- _GOAL_:
Copy out every item below verbatim, keeping each line unchanged.

- _DATA EXCERPTS_:

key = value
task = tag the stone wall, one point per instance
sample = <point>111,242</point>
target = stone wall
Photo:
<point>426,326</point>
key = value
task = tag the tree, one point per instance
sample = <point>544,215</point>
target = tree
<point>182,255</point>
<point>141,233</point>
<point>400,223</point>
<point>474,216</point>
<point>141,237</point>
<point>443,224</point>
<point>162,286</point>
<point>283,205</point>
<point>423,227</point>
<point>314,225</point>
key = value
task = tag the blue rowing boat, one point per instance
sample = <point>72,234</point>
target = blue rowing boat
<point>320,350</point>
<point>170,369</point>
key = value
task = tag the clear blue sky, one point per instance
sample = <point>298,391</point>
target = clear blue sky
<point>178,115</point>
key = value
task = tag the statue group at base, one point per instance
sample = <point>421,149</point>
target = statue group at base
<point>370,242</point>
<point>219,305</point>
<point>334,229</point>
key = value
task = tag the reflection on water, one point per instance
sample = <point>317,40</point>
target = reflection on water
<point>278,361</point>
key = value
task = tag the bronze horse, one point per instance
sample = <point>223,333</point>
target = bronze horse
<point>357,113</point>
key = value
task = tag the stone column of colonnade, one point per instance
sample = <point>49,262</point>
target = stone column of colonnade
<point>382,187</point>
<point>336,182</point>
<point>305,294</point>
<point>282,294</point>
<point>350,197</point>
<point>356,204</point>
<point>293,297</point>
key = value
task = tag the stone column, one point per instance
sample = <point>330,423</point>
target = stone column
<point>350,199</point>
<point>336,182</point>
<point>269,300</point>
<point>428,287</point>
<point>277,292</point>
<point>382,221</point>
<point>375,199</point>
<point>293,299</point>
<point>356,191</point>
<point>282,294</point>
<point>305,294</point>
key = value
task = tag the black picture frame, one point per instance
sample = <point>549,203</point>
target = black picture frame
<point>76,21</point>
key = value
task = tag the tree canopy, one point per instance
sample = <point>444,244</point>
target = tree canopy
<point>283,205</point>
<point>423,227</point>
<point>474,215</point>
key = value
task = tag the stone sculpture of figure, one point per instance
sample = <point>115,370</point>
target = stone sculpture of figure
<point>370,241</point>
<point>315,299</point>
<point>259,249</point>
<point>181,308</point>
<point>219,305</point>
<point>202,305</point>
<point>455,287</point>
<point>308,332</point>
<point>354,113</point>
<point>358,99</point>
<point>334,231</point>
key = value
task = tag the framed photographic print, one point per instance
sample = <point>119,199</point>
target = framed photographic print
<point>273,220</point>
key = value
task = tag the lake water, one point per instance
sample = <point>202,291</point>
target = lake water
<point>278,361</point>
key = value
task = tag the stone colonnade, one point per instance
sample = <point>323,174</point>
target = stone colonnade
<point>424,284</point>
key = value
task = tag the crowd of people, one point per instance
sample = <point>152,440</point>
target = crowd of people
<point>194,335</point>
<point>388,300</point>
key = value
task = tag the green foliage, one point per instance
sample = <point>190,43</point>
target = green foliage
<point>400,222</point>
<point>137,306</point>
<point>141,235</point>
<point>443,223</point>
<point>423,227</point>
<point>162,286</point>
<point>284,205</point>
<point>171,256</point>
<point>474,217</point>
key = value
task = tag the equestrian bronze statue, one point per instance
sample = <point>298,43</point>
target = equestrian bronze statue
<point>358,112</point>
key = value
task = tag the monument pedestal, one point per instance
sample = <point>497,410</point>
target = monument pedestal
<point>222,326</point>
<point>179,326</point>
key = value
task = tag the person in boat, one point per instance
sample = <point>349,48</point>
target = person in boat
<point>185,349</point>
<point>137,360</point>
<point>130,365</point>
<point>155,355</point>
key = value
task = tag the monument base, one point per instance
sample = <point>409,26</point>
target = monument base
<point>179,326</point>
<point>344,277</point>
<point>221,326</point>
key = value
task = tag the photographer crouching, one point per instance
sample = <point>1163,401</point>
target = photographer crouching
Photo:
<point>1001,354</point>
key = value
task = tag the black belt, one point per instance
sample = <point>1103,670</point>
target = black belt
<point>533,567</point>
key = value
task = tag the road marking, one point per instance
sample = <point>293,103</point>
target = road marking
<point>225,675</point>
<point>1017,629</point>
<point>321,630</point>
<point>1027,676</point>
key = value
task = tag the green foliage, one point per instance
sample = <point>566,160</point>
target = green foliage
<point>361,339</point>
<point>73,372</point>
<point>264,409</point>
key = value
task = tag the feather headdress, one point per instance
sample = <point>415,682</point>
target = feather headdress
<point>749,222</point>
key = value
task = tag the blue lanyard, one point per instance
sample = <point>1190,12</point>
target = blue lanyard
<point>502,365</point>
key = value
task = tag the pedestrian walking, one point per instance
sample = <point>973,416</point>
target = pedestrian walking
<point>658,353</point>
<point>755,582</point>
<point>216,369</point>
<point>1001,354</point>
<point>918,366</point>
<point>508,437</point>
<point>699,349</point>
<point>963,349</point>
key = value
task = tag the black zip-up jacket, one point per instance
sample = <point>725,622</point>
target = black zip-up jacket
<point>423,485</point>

- _ANSWER IN FULL_:
key = value
task = tag the stone wall, one point per instance
sample = <point>111,242</point>
target = stone wall
Photo:
<point>426,326</point>
key = value
task = tag the tree, one point per instance
sample = <point>544,215</point>
target = tree
<point>182,255</point>
<point>141,233</point>
<point>400,223</point>
<point>474,216</point>
<point>141,237</point>
<point>443,224</point>
<point>162,286</point>
<point>283,205</point>
<point>423,227</point>
<point>314,225</point>
key = value
task = tag the blue rowing boat, one point per instance
sample = <point>72,234</point>
target = blue rowing boat
<point>320,350</point>
<point>170,369</point>
key = value
task = tag the clear blue sky, one point per instance
sample = <point>298,391</point>
target = clear blue sky
<point>178,115</point>
key = value
task = tag the statue group at base, one point per instance
sample = <point>421,149</point>
target = statue group at base
<point>370,242</point>
<point>219,305</point>
<point>334,229</point>
key = value
task = tag the reflection on water, one point per instance
sample = <point>317,40</point>
target = reflection on water
<point>278,361</point>
key = value
task = tag the bronze horse, one point per instance
sample = <point>223,333</point>
target = bronze horse
<point>357,113</point>
key = value
task = tag the stone column of colonnade, one point per instance
sample = <point>49,262</point>
target = stone column of colonnade
<point>382,187</point>
<point>336,182</point>
<point>305,294</point>
<point>282,294</point>
<point>350,197</point>
<point>356,204</point>
<point>293,297</point>
key = value
task = tag the stone column, one point per instance
sample = <point>330,423</point>
target = stone column
<point>350,199</point>
<point>336,182</point>
<point>269,300</point>
<point>428,287</point>
<point>277,292</point>
<point>382,221</point>
<point>375,199</point>
<point>293,299</point>
<point>356,191</point>
<point>282,294</point>
<point>305,294</point>
key = value
task = tag the black picture frame, one point per instance
sample = <point>549,203</point>
target = black picture frame
<point>76,21</point>
key = value
task = tag the tree canopy, one point per instance
sample = <point>444,244</point>
target = tree canopy
<point>283,205</point>
<point>423,227</point>
<point>474,215</point>
key = value
task = tag the stone sculpture of figure, one point per instance
sample = <point>115,370</point>
target = stone sculpture of figure
<point>370,241</point>
<point>315,299</point>
<point>259,249</point>
<point>181,308</point>
<point>219,305</point>
<point>202,305</point>
<point>455,287</point>
<point>308,332</point>
<point>354,113</point>
<point>358,99</point>
<point>334,231</point>
key = value
task = tag the framed photographic print, one point per instance
sample = <point>119,199</point>
target = framed photographic print
<point>273,220</point>
key = value
task = tag the lake water, one point per instance
sample = <point>202,291</point>
target = lake water
<point>278,361</point>
key = value
task = tag the stone colonnade, one point per instance
sample = <point>323,174</point>
target = stone colonnade
<point>424,284</point>
key = value
task = tag the crowd of people, one point per instance
sample = <point>152,440</point>
target = crowd of people
<point>194,335</point>
<point>388,300</point>
key = value
task = tag the green foliage, one point per instance
sample = <point>190,43</point>
target = green foliage
<point>400,222</point>
<point>137,306</point>
<point>141,235</point>
<point>443,223</point>
<point>423,227</point>
<point>162,286</point>
<point>284,205</point>
<point>171,256</point>
<point>474,217</point>
key = value
task = tag the equestrian bronze statue, one point per instance
sample = <point>298,43</point>
target = equestrian bronze statue
<point>358,112</point>
key = value
task = tag the monument pedestal, one point per instance
sample = <point>497,410</point>
target = monument pedestal
<point>222,326</point>
<point>179,326</point>
key = value
task = tag the person in boat, one point per instance
sample = <point>349,48</point>
target = person in boat
<point>185,349</point>
<point>137,360</point>
<point>130,365</point>
<point>155,355</point>
key = value
task = tag the monument base, one point per instance
sample = <point>409,26</point>
target = monument base
<point>179,326</point>
<point>344,277</point>
<point>221,326</point>
key = value
task = tag the photographer crouching, one point per instance
sample = <point>1163,401</point>
target = photographer crouching
Photo:
<point>1001,354</point>
key = value
task = tag the black belt, one point per instance
sample = <point>1103,670</point>
target = black belt
<point>533,567</point>
key = value
task = tag the road marking, one point per instance
sample = <point>293,103</point>
target = road marking
<point>225,675</point>
<point>1017,629</point>
<point>321,630</point>
<point>1027,676</point>
key = value
task = tag the green foliage, one point per instance
sample = <point>566,160</point>
target = green foliage
<point>361,339</point>
<point>73,372</point>
<point>264,409</point>
key = value
task = tag the feather headdress, one point per instance
sample = <point>415,682</point>
target = feather headdress
<point>749,222</point>
key = value
task = tag the blue lanyard, one point per instance
sample = <point>1190,12</point>
target = blue lanyard
<point>502,365</point>
key = value
task = tag the pedestrian walking, one point per instance
sample = <point>973,416</point>
target = pedestrian walking
<point>658,353</point>
<point>755,582</point>
<point>216,369</point>
<point>1001,354</point>
<point>918,366</point>
<point>508,437</point>
<point>699,349</point>
<point>963,349</point>
key = value
task = tag the black zip-up jacket, one point per instance
sample = <point>725,622</point>
target = black zip-up jacket
<point>423,485</point>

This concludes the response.